=== TASK PROMPT ===
How many lines of the records contain the word "positive"? Reply with the number alone.

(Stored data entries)
★ ★ ★ ★ ★ ★ ★

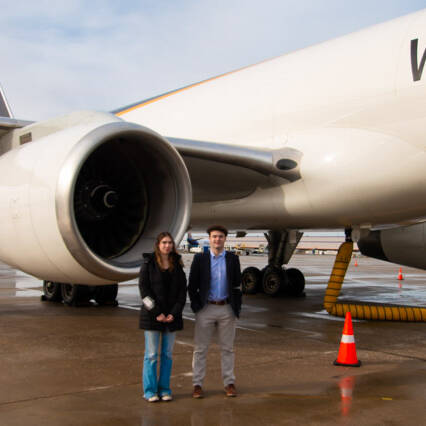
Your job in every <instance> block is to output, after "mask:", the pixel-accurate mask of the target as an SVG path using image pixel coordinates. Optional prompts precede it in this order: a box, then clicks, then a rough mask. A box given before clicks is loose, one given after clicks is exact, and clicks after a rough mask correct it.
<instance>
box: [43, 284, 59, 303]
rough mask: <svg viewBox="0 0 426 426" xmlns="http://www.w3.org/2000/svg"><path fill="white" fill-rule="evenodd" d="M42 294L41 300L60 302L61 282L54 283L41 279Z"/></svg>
mask: <svg viewBox="0 0 426 426" xmlns="http://www.w3.org/2000/svg"><path fill="white" fill-rule="evenodd" d="M43 296H44V298H43V300H46V301H48V302H61V301H62V291H61V283H55V282H54V281H43Z"/></svg>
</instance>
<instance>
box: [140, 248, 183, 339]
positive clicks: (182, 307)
mask: <svg viewBox="0 0 426 426" xmlns="http://www.w3.org/2000/svg"><path fill="white" fill-rule="evenodd" d="M174 256H175V257H174V262H173V264H174V268H173V270H172V271H170V286H169V288H168V289H167V288H166V286H165V283H164V282H163V277H162V275H163V273H162V271H161V269H160V267H159V266H158V264H157V261H156V259H155V254H154V253H144V254H143V261H142V266H141V270H140V274H139V291H140V294H141V298H142V306H141V311H140V317H139V328H142V329H144V330H156V331H167V330H168V331H176V330H182V328H183V320H182V311H183V308H184V306H185V302H186V276H185V272H184V271H183V268H182V266H181V264H180V258H181V256H180V255H174ZM160 314H164V315H165V316H167V315H168V314H172V315H173V317H174V320H173V321H172V322H170V323H163V322H159V321H157V320H156V318H157V316H158V315H160Z"/></svg>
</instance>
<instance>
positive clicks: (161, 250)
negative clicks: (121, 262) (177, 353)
mask: <svg viewBox="0 0 426 426" xmlns="http://www.w3.org/2000/svg"><path fill="white" fill-rule="evenodd" d="M182 265H183V263H182V260H181V256H180V255H179V254H178V253H177V251H176V247H175V242H174V241H173V237H172V236H171V235H170V234H169V233H168V232H161V233H160V234H159V235H158V237H157V240H156V242H155V251H154V253H144V255H143V262H142V267H141V271H140V276H139V290H140V294H141V297H142V306H141V311H140V320H139V328H141V329H144V330H145V356H144V362H143V374H142V376H143V392H144V398H145V399H146V400H147V401H149V402H156V401H158V400H159V399H160V398H161V400H162V401H171V400H172V392H171V390H170V374H171V371H172V352H173V344H174V341H175V335H176V333H175V332H176V331H177V330H182V328H183V320H182V311H183V308H184V306H185V302H186V276H185V272H184V271H183V267H182ZM160 340H161V356H160V375H159V377H158V378H157V359H158V352H159V346H160Z"/></svg>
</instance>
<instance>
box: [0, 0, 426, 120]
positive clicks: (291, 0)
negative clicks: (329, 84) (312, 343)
mask: <svg viewBox="0 0 426 426" xmlns="http://www.w3.org/2000/svg"><path fill="white" fill-rule="evenodd" d="M2 3H4V4H2ZM422 3H423V2H421V1H411V2H405V1H396V0H395V1H392V0H387V1H385V0H382V1H380V0H378V1H366V0H360V1H358V2H341V1H334V0H333V1H332V0H325V1H321V2H318V1H313V0H311V1H302V0H300V1H293V0H287V1H282V0H277V1H275V0H266V1H263V2H259V1H251V0H246V1H244V0H228V1H224V0H216V1H212V0H199V1H196V0H182V1H165V0H157V1H128V2H124V3H121V4H119V3H118V2H115V1H114V2H113V1H97V0H95V1H91V2H83V1H73V2H69V1H57V2H48V1H38V2H30V1H19V0H18V1H16V2H13V3H12V2H3V1H0V10H1V11H2V14H1V16H0V25H1V28H2V35H1V37H0V52H2V68H1V74H0V82H1V84H2V85H3V88H4V89H5V91H6V94H7V95H8V99H9V102H10V104H11V107H12V110H13V111H14V113H15V116H18V117H20V118H27V119H43V118H48V117H50V116H54V115H58V114H62V113H66V112H69V111H72V110H75V109H98V110H111V109H114V108H117V107H119V106H122V105H125V104H128V103H131V102H135V101H137V100H140V99H144V98H148V97H150V96H154V95H156V94H159V93H162V92H165V91H168V90H171V89H174V88H177V87H181V86H184V85H186V84H190V83H192V82H195V81H199V80H202V79H205V78H208V77H210V76H213V75H217V74H220V73H223V72H226V71H229V70H232V69H236V68H239V67H242V66H245V65H248V64H251V63H255V62H259V61H261V60H264V59H266V58H269V57H273V56H277V55H280V54H283V53H286V52H289V51H291V50H294V49H298V48H301V47H304V46H307V45H310V44H314V43H317V42H320V41H323V40H326V39H328V38H332V37H335V36H338V35H341V34H345V33H349V32H351V31H354V30H357V29H359V28H362V27H364V26H367V25H371V24H374V23H376V22H380V21H384V20H387V19H391V18H392V17H396V16H399V15H401V14H404V13H408V12H410V11H415V10H418V9H420V8H421V7H423V6H422Z"/></svg>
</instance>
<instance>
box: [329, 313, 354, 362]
mask: <svg viewBox="0 0 426 426" xmlns="http://www.w3.org/2000/svg"><path fill="white" fill-rule="evenodd" d="M333 364H334V365H343V366H345V367H359V366H360V365H361V361H359V360H358V358H357V356H356V349H355V338H354V332H353V328H352V318H351V313H350V312H346V317H345V325H344V327H343V334H342V340H341V341H340V348H339V354H338V356H337V359H336V361H334V363H333Z"/></svg>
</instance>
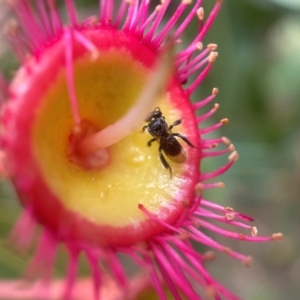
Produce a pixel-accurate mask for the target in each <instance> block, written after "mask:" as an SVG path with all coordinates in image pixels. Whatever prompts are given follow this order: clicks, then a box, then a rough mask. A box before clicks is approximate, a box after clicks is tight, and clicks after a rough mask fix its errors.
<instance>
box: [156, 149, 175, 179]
mask: <svg viewBox="0 0 300 300" xmlns="http://www.w3.org/2000/svg"><path fill="white" fill-rule="evenodd" d="M158 152H159V158H160V161H161V162H162V164H163V165H164V167H165V168H166V169H169V171H170V177H171V178H172V169H171V167H170V165H169V164H168V162H167V161H166V159H165V157H164V156H163V154H162V147H159V148H158Z"/></svg>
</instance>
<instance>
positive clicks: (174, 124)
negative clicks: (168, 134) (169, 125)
mask: <svg viewBox="0 0 300 300" xmlns="http://www.w3.org/2000/svg"><path fill="white" fill-rule="evenodd" d="M181 121H182V119H180V120H177V121H175V122H174V123H173V124H172V125H171V126H169V130H171V129H172V128H173V127H174V126H177V125H179V124H181Z"/></svg>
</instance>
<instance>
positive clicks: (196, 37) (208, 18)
mask: <svg viewBox="0 0 300 300" xmlns="http://www.w3.org/2000/svg"><path fill="white" fill-rule="evenodd" d="M221 2H222V0H217V3H216V4H215V6H214V8H213V9H212V11H211V12H210V14H209V17H208V19H207V20H206V22H205V24H204V26H203V28H202V30H201V31H200V32H199V33H198V35H197V36H196V38H195V39H194V40H193V42H192V43H191V44H190V46H188V47H187V48H186V49H185V50H183V51H182V52H180V53H179V54H178V55H177V57H176V59H179V58H182V57H184V56H188V55H190V54H191V53H193V52H194V51H195V50H196V44H197V43H198V42H201V41H202V40H203V38H204V36H205V35H206V33H207V32H208V30H209V29H210V27H211V26H212V24H213V22H214V20H215V18H216V17H217V15H218V12H219V10H220V8H221Z"/></svg>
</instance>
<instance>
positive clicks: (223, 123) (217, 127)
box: [199, 122, 224, 135]
mask: <svg viewBox="0 0 300 300" xmlns="http://www.w3.org/2000/svg"><path fill="white" fill-rule="evenodd" d="M223 125H224V122H219V123H217V124H214V125H212V126H209V127H206V128H202V129H200V130H199V131H200V134H201V135H203V134H207V133H209V132H212V131H215V130H217V129H218V128H220V127H221V126H223Z"/></svg>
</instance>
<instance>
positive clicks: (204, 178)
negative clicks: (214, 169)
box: [200, 161, 234, 181]
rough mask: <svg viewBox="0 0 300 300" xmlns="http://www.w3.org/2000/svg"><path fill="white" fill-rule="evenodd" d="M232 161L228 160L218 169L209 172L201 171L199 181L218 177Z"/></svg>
mask: <svg viewBox="0 0 300 300" xmlns="http://www.w3.org/2000/svg"><path fill="white" fill-rule="evenodd" d="M233 163H234V161H229V162H228V163H227V164H226V165H225V166H222V167H220V168H219V169H217V170H215V171H213V172H209V173H201V175H200V181H203V180H208V179H211V178H215V177H218V176H220V175H222V174H223V173H225V172H226V171H227V170H228V169H229V168H231V166H232V165H233Z"/></svg>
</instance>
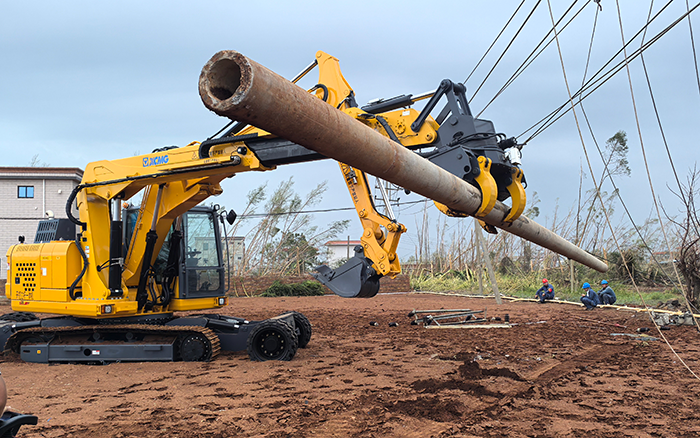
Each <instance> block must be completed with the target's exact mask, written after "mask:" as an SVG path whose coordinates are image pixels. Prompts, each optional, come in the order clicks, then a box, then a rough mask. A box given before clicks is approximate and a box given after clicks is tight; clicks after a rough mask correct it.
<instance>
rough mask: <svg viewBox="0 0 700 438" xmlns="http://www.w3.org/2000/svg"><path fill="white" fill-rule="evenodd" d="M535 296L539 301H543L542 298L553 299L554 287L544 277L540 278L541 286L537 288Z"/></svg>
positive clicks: (553, 298)
mask: <svg viewBox="0 0 700 438" xmlns="http://www.w3.org/2000/svg"><path fill="white" fill-rule="evenodd" d="M535 296H536V297H537V299H538V300H540V303H544V300H553V299H554V288H553V287H552V285H551V284H549V282H548V281H547V279H546V278H544V279H542V287H541V288H539V289H538V290H537V293H536V294H535Z"/></svg>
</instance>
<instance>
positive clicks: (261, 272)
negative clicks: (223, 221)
mask: <svg viewBox="0 0 700 438" xmlns="http://www.w3.org/2000/svg"><path fill="white" fill-rule="evenodd" d="M266 189H267V185H263V186H260V187H258V188H256V189H254V190H252V191H251V192H250V193H248V201H247V205H246V208H245V210H244V212H243V213H242V214H241V220H239V221H238V223H237V224H236V225H235V226H234V227H233V228H232V229H231V232H230V233H229V234H230V235H234V234H235V233H236V231H237V230H238V229H239V227H240V226H241V224H243V223H244V222H246V221H247V220H257V219H259V218H260V216H262V219H260V220H259V222H258V223H257V224H256V225H255V226H254V227H253V228H252V229H251V230H250V231H249V232H248V233H247V234H246V236H245V237H246V251H245V254H244V255H243V259H242V260H240V261H239V262H238V263H237V266H236V270H235V271H236V274H237V275H250V274H256V275H269V274H283V275H291V274H295V275H300V274H303V273H306V272H308V271H310V270H311V269H312V268H313V267H314V266H316V265H317V264H318V263H319V260H318V255H319V249H318V247H319V246H320V245H321V244H322V243H323V242H324V241H326V240H329V239H333V238H334V237H336V236H337V235H338V234H339V233H341V232H343V231H344V230H345V229H346V228H347V226H348V224H349V222H350V221H349V220H343V221H335V222H331V223H330V224H328V225H327V226H325V227H323V228H319V227H318V226H317V225H314V224H313V216H312V215H310V214H307V213H306V212H305V211H304V210H307V209H308V208H309V207H311V206H314V205H317V204H319V203H320V202H321V201H322V199H323V193H324V192H325V191H326V183H325V182H323V183H320V184H318V185H317V186H316V187H314V188H313V189H312V190H311V191H310V192H309V193H308V194H306V195H305V196H304V197H302V196H299V195H298V194H297V193H296V191H295V190H294V180H293V178H289V179H288V180H286V181H283V182H281V183H280V185H279V186H278V187H277V189H275V191H274V192H273V193H272V195H271V196H270V197H269V198H268V196H267V190H266ZM263 202H264V205H263V209H264V211H265V213H262V214H257V213H256V209H257V208H258V207H259V206H260V205H262V204H263Z"/></svg>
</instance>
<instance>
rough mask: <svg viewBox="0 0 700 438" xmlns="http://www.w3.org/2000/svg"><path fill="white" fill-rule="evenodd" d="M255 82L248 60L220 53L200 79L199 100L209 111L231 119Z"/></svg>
mask: <svg viewBox="0 0 700 438" xmlns="http://www.w3.org/2000/svg"><path fill="white" fill-rule="evenodd" d="M252 82H253V74H252V68H251V65H250V62H249V60H248V58H246V57H245V56H244V55H242V54H240V53H238V52H236V51H235V50H222V51H220V52H217V53H216V54H215V55H214V56H212V57H211V59H210V60H209V61H208V62H207V63H206V64H205V65H204V67H203V68H202V72H201V74H200V75H199V96H200V97H201V99H202V103H204V106H206V107H207V108H208V109H209V110H211V111H213V112H215V113H216V114H218V115H220V116H224V117H229V116H230V115H231V114H230V112H231V110H232V109H233V108H234V107H236V106H237V105H239V104H240V103H241V101H242V100H243V98H244V97H245V96H246V93H247V92H248V90H250V88H251V86H252Z"/></svg>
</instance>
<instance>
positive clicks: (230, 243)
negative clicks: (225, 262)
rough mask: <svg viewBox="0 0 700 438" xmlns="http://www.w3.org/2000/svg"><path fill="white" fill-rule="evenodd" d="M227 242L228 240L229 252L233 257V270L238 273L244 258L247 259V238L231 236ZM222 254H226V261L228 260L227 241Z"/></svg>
mask: <svg viewBox="0 0 700 438" xmlns="http://www.w3.org/2000/svg"><path fill="white" fill-rule="evenodd" d="M226 240H228V252H229V254H230V257H231V263H232V264H231V269H232V270H233V271H234V272H236V271H237V270H238V269H239V268H240V266H241V264H242V263H243V257H245V237H243V236H229V237H227V238H226ZM221 252H222V253H223V254H224V260H226V241H224V246H223V248H221Z"/></svg>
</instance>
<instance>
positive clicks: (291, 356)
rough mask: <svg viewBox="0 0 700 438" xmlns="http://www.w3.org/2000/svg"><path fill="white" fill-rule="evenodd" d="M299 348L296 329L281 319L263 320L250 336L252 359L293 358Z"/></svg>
mask: <svg viewBox="0 0 700 438" xmlns="http://www.w3.org/2000/svg"><path fill="white" fill-rule="evenodd" d="M298 348H299V344H298V340H297V334H296V332H295V330H294V329H293V328H292V327H291V326H290V325H289V324H287V322H286V321H284V320H281V319H268V320H265V321H262V322H261V323H260V324H257V325H256V326H255V328H254V329H253V330H252V331H251V333H250V335H249V336H248V357H250V360H255V361H266V360H292V358H293V357H294V355H295V354H296V352H297V349H298Z"/></svg>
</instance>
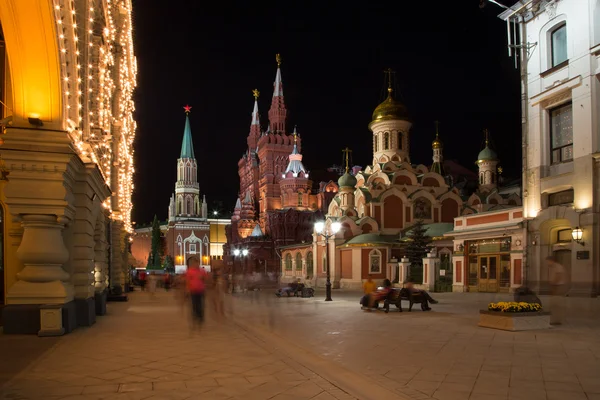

★ ★ ★ ★ ★ ★ ★

=== OUTPUT FOR THIS EXERCISE ===
11